Problem requirements> Copy out the data below word for word, beginning with its first line and stopping after the line that contains "point(88, 32)".

Provided data>
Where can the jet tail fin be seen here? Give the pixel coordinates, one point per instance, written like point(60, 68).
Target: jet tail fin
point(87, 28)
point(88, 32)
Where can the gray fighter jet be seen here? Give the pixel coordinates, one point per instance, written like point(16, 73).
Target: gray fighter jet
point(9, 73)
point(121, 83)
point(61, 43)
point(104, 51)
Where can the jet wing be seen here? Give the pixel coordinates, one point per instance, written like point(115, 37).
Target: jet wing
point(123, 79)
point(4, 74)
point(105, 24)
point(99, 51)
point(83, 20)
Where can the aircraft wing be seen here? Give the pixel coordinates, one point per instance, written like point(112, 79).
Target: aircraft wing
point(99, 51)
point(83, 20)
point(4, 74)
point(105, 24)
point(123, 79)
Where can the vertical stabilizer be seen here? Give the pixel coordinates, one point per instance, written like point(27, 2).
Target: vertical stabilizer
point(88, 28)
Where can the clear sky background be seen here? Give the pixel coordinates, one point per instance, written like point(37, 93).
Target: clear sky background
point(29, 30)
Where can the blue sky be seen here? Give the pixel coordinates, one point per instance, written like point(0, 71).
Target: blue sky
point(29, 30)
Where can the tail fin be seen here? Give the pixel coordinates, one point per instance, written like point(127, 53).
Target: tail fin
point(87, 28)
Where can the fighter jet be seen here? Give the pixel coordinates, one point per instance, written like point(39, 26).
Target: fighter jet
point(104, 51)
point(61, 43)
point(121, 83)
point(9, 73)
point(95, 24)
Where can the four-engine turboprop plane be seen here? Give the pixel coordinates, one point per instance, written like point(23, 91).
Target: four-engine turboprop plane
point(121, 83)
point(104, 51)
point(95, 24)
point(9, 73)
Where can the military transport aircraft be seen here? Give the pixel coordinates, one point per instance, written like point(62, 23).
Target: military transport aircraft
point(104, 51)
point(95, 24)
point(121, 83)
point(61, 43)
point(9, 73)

The answer>
Where can the jet tail fin be seen here? Give the pixel coordinates, one point per instance, written like point(60, 68).
Target: jet tail fin
point(87, 28)
point(88, 32)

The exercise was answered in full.